INSTRUCTIONS TO FOLLOW: Format every line of the entries below as a Markdown table with the columns Row and Line, numbering the rows in order and skipping blank lines. Omit the pictures from the table.

STORED DATA:
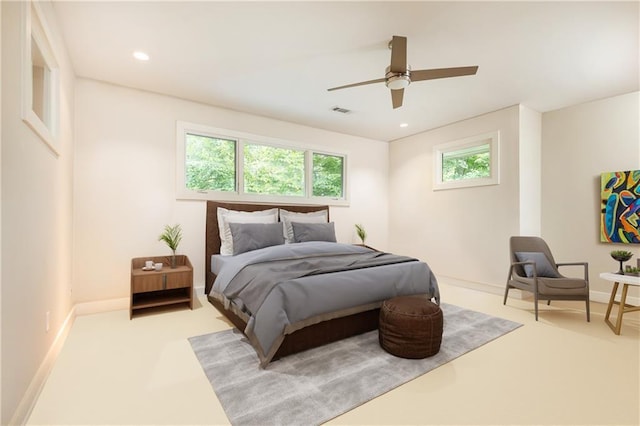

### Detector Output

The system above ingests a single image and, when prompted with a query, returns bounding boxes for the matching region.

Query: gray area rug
[189,303,522,425]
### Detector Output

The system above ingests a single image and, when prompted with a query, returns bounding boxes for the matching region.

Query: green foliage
[185,134,236,192]
[442,152,491,182]
[356,223,367,244]
[244,144,304,196]
[158,224,182,254]
[313,153,344,198]
[185,134,344,198]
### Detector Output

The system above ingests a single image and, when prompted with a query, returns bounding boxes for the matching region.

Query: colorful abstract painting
[600,170,640,244]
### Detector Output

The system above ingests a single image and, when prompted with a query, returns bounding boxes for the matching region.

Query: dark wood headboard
[204,201,329,295]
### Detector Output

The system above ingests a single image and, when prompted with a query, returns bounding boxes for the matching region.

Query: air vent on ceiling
[332,107,351,114]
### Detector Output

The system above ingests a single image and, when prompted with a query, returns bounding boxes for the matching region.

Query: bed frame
[205,201,380,360]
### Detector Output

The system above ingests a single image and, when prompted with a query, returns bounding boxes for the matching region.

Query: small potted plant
[610,250,633,275]
[158,224,182,268]
[356,223,367,245]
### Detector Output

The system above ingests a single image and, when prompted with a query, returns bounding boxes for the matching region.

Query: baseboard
[438,275,527,299]
[9,306,76,425]
[74,297,129,315]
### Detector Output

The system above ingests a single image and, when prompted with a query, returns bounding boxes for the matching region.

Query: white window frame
[176,121,349,206]
[433,131,500,191]
[21,1,60,156]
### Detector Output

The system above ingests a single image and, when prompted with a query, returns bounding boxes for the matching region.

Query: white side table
[600,272,640,335]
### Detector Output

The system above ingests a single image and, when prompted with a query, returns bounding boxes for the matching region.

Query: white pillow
[280,209,329,243]
[218,207,278,255]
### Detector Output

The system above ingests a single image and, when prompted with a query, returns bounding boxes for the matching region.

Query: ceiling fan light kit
[328,36,478,109]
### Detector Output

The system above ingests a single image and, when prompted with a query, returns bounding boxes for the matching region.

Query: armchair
[503,237,591,321]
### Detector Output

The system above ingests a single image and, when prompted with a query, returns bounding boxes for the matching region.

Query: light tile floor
[28,283,640,425]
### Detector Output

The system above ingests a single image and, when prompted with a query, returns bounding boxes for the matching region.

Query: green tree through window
[244,144,304,196]
[313,153,344,198]
[176,121,347,204]
[185,133,236,192]
[442,144,491,182]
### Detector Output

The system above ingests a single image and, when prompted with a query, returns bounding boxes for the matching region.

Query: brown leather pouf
[378,296,443,359]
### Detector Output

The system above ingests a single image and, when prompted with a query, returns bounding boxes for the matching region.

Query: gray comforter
[212,242,440,366]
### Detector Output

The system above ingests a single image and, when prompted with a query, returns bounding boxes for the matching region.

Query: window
[243,143,305,197]
[433,132,500,190]
[313,152,344,198]
[184,133,236,191]
[176,121,348,205]
[22,1,59,155]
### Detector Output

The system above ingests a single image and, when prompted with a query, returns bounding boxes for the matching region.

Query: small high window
[433,132,500,190]
[22,1,59,154]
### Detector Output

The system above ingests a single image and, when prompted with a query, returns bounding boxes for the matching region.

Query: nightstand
[129,255,193,319]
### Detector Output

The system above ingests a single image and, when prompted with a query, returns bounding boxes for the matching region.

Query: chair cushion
[516,251,562,278]
[511,277,589,296]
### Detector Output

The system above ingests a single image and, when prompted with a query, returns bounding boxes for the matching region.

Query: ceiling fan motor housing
[385,65,411,90]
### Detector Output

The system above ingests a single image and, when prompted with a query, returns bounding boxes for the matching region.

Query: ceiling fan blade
[389,36,407,73]
[391,89,404,109]
[411,66,478,81]
[327,78,385,92]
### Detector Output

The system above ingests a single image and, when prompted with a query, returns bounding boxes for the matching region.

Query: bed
[205,201,439,367]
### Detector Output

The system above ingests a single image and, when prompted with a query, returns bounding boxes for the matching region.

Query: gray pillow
[291,222,336,243]
[229,222,284,255]
[516,251,560,278]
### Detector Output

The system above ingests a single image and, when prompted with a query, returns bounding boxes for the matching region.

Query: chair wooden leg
[585,299,591,322]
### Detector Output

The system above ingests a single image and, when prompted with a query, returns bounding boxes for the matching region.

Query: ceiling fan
[327,36,478,109]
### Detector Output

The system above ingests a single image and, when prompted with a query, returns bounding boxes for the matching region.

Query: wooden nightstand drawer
[131,267,193,293]
[129,255,193,318]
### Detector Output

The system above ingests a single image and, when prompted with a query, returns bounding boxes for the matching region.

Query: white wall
[542,92,640,301]
[73,79,388,302]
[518,105,542,236]
[389,105,520,292]
[0,2,74,424]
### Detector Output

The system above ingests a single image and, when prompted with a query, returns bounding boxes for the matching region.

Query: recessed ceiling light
[133,50,149,61]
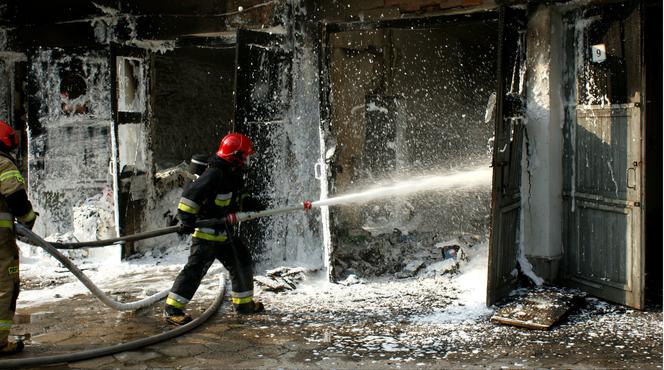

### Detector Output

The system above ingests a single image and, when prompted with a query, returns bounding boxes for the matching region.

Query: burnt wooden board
[491,290,578,330]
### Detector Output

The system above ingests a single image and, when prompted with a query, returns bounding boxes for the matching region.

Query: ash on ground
[334,229,478,281]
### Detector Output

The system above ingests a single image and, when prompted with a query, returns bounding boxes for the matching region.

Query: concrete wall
[330,21,497,277]
[521,6,564,281]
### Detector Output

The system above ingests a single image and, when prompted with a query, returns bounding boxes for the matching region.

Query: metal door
[564,2,644,308]
[487,7,526,305]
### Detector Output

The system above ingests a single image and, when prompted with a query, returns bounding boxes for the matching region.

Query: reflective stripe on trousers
[0,212,14,229]
[231,290,254,304]
[192,227,228,242]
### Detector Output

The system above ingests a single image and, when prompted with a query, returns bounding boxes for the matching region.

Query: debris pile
[254,266,315,293]
[334,229,482,281]
[491,287,585,330]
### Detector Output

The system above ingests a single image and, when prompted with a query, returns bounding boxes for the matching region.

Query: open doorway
[326,15,498,280]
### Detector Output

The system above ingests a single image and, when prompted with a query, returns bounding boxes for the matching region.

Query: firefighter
[0,121,37,356]
[164,133,264,325]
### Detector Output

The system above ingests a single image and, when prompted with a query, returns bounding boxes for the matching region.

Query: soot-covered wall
[29,49,113,235]
[330,21,497,277]
[150,47,235,170]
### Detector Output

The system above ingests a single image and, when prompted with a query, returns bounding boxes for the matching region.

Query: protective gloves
[177,221,196,235]
[24,212,39,230]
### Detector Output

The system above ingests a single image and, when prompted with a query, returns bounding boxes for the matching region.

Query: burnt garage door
[564,3,644,308]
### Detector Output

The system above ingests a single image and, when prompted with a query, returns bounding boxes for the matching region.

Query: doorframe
[315,10,500,282]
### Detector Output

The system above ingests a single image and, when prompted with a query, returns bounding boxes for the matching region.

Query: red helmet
[217,132,256,166]
[0,120,18,150]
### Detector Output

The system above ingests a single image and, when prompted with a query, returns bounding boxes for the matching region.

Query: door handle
[627,167,636,190]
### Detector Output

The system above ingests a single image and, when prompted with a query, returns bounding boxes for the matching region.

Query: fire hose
[0,201,312,368]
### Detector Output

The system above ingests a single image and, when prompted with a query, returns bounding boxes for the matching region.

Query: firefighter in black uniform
[0,121,37,356]
[164,133,264,325]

TASK SOLUTION:
| Row | Line |
|---|---|
| 1 | ### Detector Output |
| 2 | The system above ingests a single image and, when prompted with a query, returns bounding boxes for the matching region. |
| 3 | Query: gray area rug |
| 4 | [189,303,522,425] |
| 5 | ### Detector Output |
| 6 | The system above ingests a single image and, when prompted with a query, returns bounding boxes for the matching region. |
| 7 | Query: green foliage |
| 8 | [185,134,236,192] |
| 9 | [442,152,491,182] |
| 10 | [356,223,367,244] |
| 11 | [244,144,304,196] |
| 12 | [158,224,182,254] |
| 13 | [313,153,344,198] |
| 14 | [185,134,344,198] |
| 15 | ### Detector Output |
| 16 | The system above ingests a single image and, when prompted with a query, returns bounding boxes for the matching region. |
| 17 | Query: colorful abstract painting |
| 18 | [600,170,640,244] |
| 19 | ### Detector Output |
| 20 | The system above ingests a single image and, when prompted with a query, returns bounding boxes for the matching region. |
| 21 | Query: dark wood headboard |
| 22 | [204,201,329,295] |
| 23 | ### Detector Output |
| 24 | The system above ingests a single image and, when prompted with a query, returns bounding boxes for the matching region. |
| 25 | Query: air vent on ceiling |
| 26 | [332,107,351,114] |
| 27 | ### Detector Output |
| 28 | The system above ingests a single image and, when prompted with a query, returns bounding boxes for the matching region. |
| 29 | Query: bed frame |
| 30 | [205,201,380,360] |
| 31 | ### Detector Output |
| 32 | The system above ingests a single image and, when prompted with a query, returns bounding boxes for the matching region. |
| 33 | Query: small potted plant |
| 34 | [610,250,633,275] |
| 35 | [158,224,182,268] |
| 36 | [356,223,367,245] |
| 37 | ### Detector Output |
| 38 | The system above ingests a single image and, when prompted with a query, returns bounding boxes for the matching region. |
| 39 | Query: baseboard |
| 40 | [438,275,527,299] |
| 41 | [9,306,76,425] |
| 42 | [74,297,129,315] |
| 43 | ### Detector Output |
| 44 | The system above ingests a single image and, when prompted with a query, returns bounding boxes for the matching region. |
| 45 | Query: white window frame |
| 46 | [176,121,349,206] |
| 47 | [433,131,500,191] |
| 48 | [21,1,60,156] |
| 49 | ### Detector Output |
| 50 | The system above ingests a single image and, when prompted with a query, returns bounding boxes for the matching region. |
| 51 | Query: white side table |
| 52 | [600,272,640,335] |
| 53 | ### Detector Output |
| 54 | The system above ingests a single image and, when prompted with a query, returns bounding boxes for the matching region. |
| 55 | Query: white pillow |
| 56 | [280,209,329,243] |
| 57 | [218,207,278,255] |
| 58 | ### Detector Output |
| 59 | The system above ingests a single image and, when prompted with a query, returns bounding boxes for the matching region. |
| 60 | Query: ceiling fan light kit |
| 61 | [328,36,478,109] |
| 62 | ### Detector Output |
| 63 | The system above ingests a single image and, when prompted with a query, returns bounding boxes for the matching region. |
| 64 | Query: armchair |
| 65 | [503,237,591,321] |
| 66 | ### Detector Output |
| 67 | The system above ingests a single image and, when prompted with a query, returns bounding boxes for the matching region. |
| 68 | Query: light tile floor |
| 69 | [28,283,640,425] |
| 70 | ### Detector Output |
| 71 | The system above ingests a single image and, when prompted with a query, returns bounding boxes for the matching region. |
| 72 | Query: green tree through window |
| 73 | [244,144,304,196] |
| 74 | [313,153,344,198] |
| 75 | [176,121,347,204] |
| 76 | [185,133,236,192] |
| 77 | [442,144,491,182] |
| 78 | ### Detector Output |
| 79 | The system above ingests a single image and, when prompted with a query, returns bounding boxes for the matching region. |
| 80 | Query: brown leather pouf |
| 81 | [378,296,443,359] |
| 82 | ### Detector Output |
| 83 | The system above ingests a single image and, when prompted with a query, returns bounding boxes for the matching region. |
| 84 | Query: gray comforter |
| 85 | [212,242,440,366] |
| 86 | ### Detector Output |
| 87 | The system above ingests a single image and, when prompted with a query, returns bounding boxes for the matching region. |
| 88 | Query: window |
| 89 | [243,143,305,197] |
| 90 | [433,132,500,190] |
| 91 | [313,152,344,198] |
| 92 | [184,133,236,191] |
| 93 | [176,121,348,205] |
| 94 | [22,1,59,155] |
| 95 | ### Detector Output |
| 96 | The system above ingests a single image and, when prompted with a query, returns bounding boxes for the matching region. |
| 97 | Query: small high window |
| 98 | [433,132,500,190] |
| 99 | [22,1,59,154] |
| 100 | ### Detector Output |
| 101 | The system above ingests a single image and, when prompted with a query, returns bounding boxes for the matching region. |
| 102 | Query: nightstand |
| 103 | [129,255,193,319] |
| 104 | ### Detector Output |
| 105 | The system above ingests a single image and, when prompted with a query, returns bounding boxes for the matching region. |
| 106 | Query: chair cushion |
| 107 | [516,251,562,278] |
| 108 | [511,277,589,296] |
| 109 | ### Detector Output |
| 110 | The system above ingests a single image and, when prompted with a query, returns bounding boxes for the matching region. |
| 111 | Query: ceiling fan motor housing |
| 112 | [385,65,411,90] |
| 113 | ### Detector Output |
| 114 | The system above ingests a single image and, when prompted with a query, returns bounding boxes for the matching region. |
| 115 | Query: ceiling fan blade |
| 116 | [389,36,407,73] |
| 117 | [391,89,404,109] |
| 118 | [411,66,478,81] |
| 119 | [327,78,385,92] |
| 120 | ### Detector Output |
| 121 | The system above ingests a single image and, when prompted with a query, returns bounding boxes for the matching region. |
| 122 | Query: bed |
| 123 | [205,201,439,367] |
| 124 | ### Detector Output |
| 125 | The system above ingests a single image and, when prompted with a query, returns bounding boxes for the matching region. |
| 126 | Query: gray pillow |
| 127 | [291,222,336,243] |
| 128 | [229,222,284,255] |
| 129 | [516,251,560,278] |
| 130 | ### Detector Output |
| 131 | The system above ingests a single image and, when prompted with a query, returns bounding boxes for the matching region. |
| 132 | Query: chair wooden leg |
| 133 | [585,299,591,322] |
| 134 | ### Detector Output |
| 135 | The system above ingests a single image and, when prompted with a query, returns bounding boxes for the matching region. |
| 136 | Query: ceiling fan |
| 137 | [327,36,478,109] |
| 138 | ### Detector Output |
| 139 | The system above ingests a single image and, when prompted with a query, returns bounding boxes for the matching region. |
| 140 | Query: wooden nightstand drawer |
| 141 | [131,267,193,293] |
| 142 | [129,255,193,318] |
| 143 | ### Detector Output |
| 144 | The system above ingests a single image and, when prompted with a query, returns bounding boxes for the matching region. |
| 145 | Query: white wall |
| 146 | [542,92,640,301] |
| 147 | [73,79,388,302] |
| 148 | [518,105,542,236] |
| 149 | [389,105,520,292] |
| 150 | [0,2,74,424] |
| 151 | ### Detector Output |
| 152 | The system above ingests a single image and, when prompted with a query, returns bounding boxes for the matching region. |
| 153 | Query: recessed ceiling light |
| 154 | [133,50,149,61] |
| 155 | ### Detector Output |
| 156 | The system above ingests a single image and, when prompted with a query, returns bounding boxes for the matching region. |
| 157 | Query: burnt wooden board |
| 158 | [491,290,578,330] |
| 159 | ### Detector Output |
| 160 | The system above ingests a single image and, when prompted with a query, returns bounding boxes for the matching region. |
| 161 | Query: ash on ground |
| 162 | [334,229,478,281] |
| 163 | ### Detector Output |
| 164 | The system above ingests a single image and, when prompted with a query, returns bounding boxes for the matching region. |
| 165 | Query: concrete wall |
| 166 | [330,21,497,277] |
| 167 | [521,6,564,281] |
| 168 | ### Detector Output |
| 169 | The system above ingests a single image and, when prompted with a query, returns bounding boxes for the matching region. |
| 170 | Query: metal door |
| 171 | [564,2,644,308] |
| 172 | [487,7,526,305] |
| 173 | ### Detector Output |
| 174 | The system above ingests a single image and, when prompted with a query, returns bounding boxes for the matching region. |
| 175 | Query: reflective stripe on trousers |
| 176 | [0,212,14,229] |
| 177 | [231,290,254,304] |
| 178 | [192,227,228,242] |
| 179 | ### Detector Output |
| 180 | The system above ingests a single image and, when prompted with a query, returns bounding boxes for the matching region. |
| 181 | Query: debris pile |
| 182 | [254,266,315,293] |
| 183 | [334,229,482,281] |
| 184 | [491,287,585,330] |
| 185 | ### Detector Output |
| 186 | The system above ingests a single image and, when prompted with a query, returns bounding boxes for the matching region. |
| 187 | Query: open doorway |
| 188 | [326,15,498,280] |
| 189 | ### Detector Output |
| 190 | The system above ingests a single image and, when prompted with a query, returns bounding boxes for the matching region. |
| 191 | Query: firefighter |
| 192 | [0,121,37,356] |
| 193 | [164,133,264,325] |
| 194 | ### Detector Output |
| 195 | The system above ingests a single image and, when prompted with a query, returns bounding boxes for the matching region. |
| 196 | Query: soot-covered wall |
| 197 | [29,49,113,235] |
| 198 | [330,21,497,277] |
| 199 | [150,47,235,170] |
| 200 | ### Detector Output |
| 201 | The system above ingests a single image and, when prompted with a query, returns bounding boxes for the matching region. |
| 202 | Query: protective gloves |
| 203 | [177,221,196,235] |
| 204 | [24,212,39,230] |
| 205 | ### Detector Output |
| 206 | The system above ingests a single image and, when prompted with a query, returns bounding boxes for the matching region. |
| 207 | Query: burnt garage door |
| 208 | [564,3,644,308] |
| 209 | ### Detector Output |
| 210 | The system above ingests a single image and, when prompted with a query, returns bounding boxes for the matching region. |
| 211 | Query: doorframe |
| 212 | [315,10,500,282] |
| 213 | ### Detector Output |
| 214 | The system above ingests a single image and, when prompted with a query, returns bounding boxes for the matching region. |
| 215 | Query: red helmet |
| 216 | [217,132,256,166] |
| 217 | [0,120,18,150] |
| 218 | ### Detector Output |
| 219 | The system above ingests a single image and, when prompted with a query, returns bounding boxes for the matching region. |
| 220 | Query: door handle |
| 221 | [627,167,636,190] |
| 222 | ### Detector Output |
| 223 | The system above ingests a single image and, when prompted with a query, returns bounding boxes for the matching region. |
| 224 | Query: fire hose |
| 225 | [0,201,312,368] |
| 226 | ### Detector Output |
| 227 | The system above ingests a single image and, when prompted with a query, returns bounding boxes for the matching region. |
| 228 | Query: firefighter in black uniform |
| 229 | [0,121,37,356] |
| 230 | [164,133,264,325] |